━━ Exercise data

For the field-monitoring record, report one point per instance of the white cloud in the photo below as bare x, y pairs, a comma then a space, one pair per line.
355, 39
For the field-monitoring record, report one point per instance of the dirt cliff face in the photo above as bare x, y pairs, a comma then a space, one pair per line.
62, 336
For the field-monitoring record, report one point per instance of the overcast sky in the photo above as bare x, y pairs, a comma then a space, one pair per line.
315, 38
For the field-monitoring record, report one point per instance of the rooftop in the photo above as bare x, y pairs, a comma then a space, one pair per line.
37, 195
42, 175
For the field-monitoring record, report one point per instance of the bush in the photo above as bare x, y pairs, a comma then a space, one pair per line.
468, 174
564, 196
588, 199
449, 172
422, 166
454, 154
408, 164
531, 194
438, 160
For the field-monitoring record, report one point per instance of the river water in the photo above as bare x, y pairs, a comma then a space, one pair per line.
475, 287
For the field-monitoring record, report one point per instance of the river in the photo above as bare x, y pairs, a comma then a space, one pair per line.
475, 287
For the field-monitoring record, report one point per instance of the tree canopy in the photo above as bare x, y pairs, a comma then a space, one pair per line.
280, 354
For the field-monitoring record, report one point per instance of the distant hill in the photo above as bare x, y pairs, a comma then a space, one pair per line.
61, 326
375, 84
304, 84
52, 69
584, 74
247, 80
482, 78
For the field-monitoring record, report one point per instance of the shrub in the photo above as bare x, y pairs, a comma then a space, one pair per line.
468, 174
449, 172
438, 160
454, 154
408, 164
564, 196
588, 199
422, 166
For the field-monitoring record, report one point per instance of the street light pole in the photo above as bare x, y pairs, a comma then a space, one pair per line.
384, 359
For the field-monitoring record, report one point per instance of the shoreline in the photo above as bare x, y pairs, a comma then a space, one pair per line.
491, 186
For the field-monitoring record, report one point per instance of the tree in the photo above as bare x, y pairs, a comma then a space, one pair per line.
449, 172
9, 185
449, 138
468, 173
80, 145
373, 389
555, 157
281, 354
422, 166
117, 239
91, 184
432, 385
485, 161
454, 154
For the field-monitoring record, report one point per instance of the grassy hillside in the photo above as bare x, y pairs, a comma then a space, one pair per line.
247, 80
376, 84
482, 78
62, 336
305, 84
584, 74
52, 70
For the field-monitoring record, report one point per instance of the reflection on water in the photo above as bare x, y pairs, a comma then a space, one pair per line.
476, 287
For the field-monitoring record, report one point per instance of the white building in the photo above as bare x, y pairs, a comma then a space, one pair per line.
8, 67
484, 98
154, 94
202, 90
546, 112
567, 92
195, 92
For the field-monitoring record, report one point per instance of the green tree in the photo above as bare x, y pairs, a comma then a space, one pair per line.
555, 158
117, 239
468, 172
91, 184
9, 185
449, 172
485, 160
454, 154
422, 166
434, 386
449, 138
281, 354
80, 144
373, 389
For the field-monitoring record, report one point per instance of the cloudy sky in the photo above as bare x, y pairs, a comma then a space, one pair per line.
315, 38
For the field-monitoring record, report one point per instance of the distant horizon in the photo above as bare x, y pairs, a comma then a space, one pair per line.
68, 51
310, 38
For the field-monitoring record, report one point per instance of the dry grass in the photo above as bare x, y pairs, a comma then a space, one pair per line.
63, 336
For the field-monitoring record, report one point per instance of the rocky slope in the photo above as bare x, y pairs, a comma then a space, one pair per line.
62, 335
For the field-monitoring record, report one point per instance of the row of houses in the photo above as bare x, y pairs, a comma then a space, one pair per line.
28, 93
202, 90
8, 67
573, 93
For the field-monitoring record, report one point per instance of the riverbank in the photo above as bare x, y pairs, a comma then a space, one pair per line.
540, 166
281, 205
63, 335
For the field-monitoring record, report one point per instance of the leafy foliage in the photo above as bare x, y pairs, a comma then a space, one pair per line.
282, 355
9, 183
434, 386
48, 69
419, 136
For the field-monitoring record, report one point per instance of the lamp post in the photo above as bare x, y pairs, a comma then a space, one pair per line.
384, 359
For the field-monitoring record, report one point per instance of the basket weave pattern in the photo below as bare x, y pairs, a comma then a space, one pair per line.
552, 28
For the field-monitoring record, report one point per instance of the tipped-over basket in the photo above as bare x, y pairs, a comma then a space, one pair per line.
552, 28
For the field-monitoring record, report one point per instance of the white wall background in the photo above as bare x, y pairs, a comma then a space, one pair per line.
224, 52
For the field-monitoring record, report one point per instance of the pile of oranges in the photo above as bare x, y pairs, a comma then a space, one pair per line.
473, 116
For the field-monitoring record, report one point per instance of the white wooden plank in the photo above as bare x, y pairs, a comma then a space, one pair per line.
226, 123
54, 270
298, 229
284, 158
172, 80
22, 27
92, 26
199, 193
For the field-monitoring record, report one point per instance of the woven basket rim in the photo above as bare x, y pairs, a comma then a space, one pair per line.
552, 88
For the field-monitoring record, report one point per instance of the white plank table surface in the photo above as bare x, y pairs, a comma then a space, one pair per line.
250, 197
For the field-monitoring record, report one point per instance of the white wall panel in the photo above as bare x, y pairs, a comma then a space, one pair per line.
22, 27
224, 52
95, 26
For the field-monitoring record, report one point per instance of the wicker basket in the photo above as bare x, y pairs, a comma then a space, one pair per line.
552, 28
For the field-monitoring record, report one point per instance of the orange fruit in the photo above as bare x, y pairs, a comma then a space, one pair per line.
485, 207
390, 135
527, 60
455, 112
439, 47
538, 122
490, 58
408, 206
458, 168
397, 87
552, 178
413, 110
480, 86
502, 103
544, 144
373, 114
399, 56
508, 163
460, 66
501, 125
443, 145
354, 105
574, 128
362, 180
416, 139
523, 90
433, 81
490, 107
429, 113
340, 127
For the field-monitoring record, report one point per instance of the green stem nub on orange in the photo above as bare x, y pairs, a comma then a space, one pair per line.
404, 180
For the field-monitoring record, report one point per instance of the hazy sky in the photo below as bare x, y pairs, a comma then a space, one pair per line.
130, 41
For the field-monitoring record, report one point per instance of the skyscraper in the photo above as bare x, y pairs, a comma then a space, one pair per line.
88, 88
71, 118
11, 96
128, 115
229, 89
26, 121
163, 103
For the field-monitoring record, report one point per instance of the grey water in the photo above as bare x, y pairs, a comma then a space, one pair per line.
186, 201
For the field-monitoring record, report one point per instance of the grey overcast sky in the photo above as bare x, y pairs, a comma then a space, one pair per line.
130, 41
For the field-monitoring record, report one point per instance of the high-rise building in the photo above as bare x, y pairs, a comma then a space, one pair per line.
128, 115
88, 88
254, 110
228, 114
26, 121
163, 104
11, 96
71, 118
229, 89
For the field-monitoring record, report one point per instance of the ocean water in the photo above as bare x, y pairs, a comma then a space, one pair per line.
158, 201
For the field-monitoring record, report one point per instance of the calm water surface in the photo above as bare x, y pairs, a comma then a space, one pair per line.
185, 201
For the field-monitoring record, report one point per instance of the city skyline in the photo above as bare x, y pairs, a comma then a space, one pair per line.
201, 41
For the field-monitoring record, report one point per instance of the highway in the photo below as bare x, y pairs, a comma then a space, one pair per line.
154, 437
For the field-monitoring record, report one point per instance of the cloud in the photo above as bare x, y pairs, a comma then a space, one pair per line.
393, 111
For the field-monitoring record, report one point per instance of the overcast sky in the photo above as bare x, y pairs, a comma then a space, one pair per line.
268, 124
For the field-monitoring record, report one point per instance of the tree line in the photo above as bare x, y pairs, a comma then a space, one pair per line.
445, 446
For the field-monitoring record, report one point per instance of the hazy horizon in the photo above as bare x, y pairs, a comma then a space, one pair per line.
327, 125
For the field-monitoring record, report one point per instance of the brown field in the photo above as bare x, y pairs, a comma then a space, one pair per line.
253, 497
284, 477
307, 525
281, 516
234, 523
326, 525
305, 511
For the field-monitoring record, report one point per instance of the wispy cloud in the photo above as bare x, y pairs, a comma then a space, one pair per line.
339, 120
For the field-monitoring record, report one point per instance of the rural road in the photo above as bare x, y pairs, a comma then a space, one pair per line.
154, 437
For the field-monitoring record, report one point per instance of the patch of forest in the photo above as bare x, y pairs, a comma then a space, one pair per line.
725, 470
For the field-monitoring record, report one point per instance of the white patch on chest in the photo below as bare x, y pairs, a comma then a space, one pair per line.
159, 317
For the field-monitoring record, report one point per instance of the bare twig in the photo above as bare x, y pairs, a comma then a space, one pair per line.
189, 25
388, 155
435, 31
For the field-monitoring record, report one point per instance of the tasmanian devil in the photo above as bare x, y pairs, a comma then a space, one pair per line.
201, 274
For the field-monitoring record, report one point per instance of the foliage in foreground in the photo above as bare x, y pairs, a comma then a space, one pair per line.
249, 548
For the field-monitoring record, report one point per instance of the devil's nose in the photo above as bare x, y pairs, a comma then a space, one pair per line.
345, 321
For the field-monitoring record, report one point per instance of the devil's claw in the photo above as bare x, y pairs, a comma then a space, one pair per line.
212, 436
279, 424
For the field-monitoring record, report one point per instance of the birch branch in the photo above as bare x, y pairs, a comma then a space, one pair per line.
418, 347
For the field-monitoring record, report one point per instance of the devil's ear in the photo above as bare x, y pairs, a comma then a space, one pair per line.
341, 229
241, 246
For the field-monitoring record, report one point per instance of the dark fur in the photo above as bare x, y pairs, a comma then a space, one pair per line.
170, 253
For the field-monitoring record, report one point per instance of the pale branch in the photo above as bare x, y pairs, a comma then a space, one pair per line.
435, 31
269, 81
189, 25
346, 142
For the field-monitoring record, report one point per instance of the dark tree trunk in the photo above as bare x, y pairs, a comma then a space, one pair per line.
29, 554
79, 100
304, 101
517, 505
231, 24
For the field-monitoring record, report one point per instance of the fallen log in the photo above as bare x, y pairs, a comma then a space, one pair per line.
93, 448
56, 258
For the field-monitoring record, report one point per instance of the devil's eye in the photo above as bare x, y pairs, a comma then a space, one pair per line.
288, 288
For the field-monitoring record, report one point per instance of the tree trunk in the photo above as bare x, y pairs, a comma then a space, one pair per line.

━━━━

**What the task requires:**
Reproduce the records above exactly, starting with the line that contains "of the tasmanian" and ending with the last line.

**Task answer:**
For the field-monitoring record, report one point per instance of the tasmanian devil in the photo above as bare x, y pairs, a comma then a space, one pair per line.
201, 274
For the field-monitoring record, report one point per instance of the foliage in foreground in the photo above as bare x, y pairs, a comma then a space, one pair per line.
249, 548
For the field-monitoring record, report one point per instance of the devil's nose in the photo above as bare x, y pairs, a comma then a space, one pair per line.
345, 321
For the field-monitoring record, report one point per instance of the devil's claw in the photo above as bare x, y pairs, a comma then a space, one pair per line.
212, 436
279, 424
For the field-monitoring record, report one point per instance of the birch branch in the photo above as bare x, y pairs, a comma then a space, one pair per line.
418, 347
For the field-monitoring record, report one point per instance of the devil's ear in the photo above as bare x, y pairs, a comma then a space, one pair per line.
341, 229
241, 246
For the field-monitoring record, report one point per instance of the dark fur in the photo above as bare x, y pairs, a comma then a space, one pair per line.
170, 253
For the field-monitoring record, report one point per instance of the pale branch in the photo above as bare x, y pairs, a comma then a space, one pair per line.
435, 31
269, 81
189, 25
346, 142
For the field-monitoring record, report one point per instance of the dark tree trunk in the photo above as bare x, y pairs, a comma then a space, one pair per line.
29, 554
79, 100
304, 101
517, 505
231, 24
For the field-monitoring record, report one point per instance of the fallen log in the photo above as bare x, y pairs, a comma then a space, one pair per line.
93, 448
56, 258
For the field-monitoring record, report one point per instance of the devil's eye in the photo above as bare x, y pairs, a comma then a space, one pair per line.
288, 288
For the field-monitoring record, report one point per instance of the tree trunk in the photo above as bare x, y pairs, a comma then a space, one pair per line.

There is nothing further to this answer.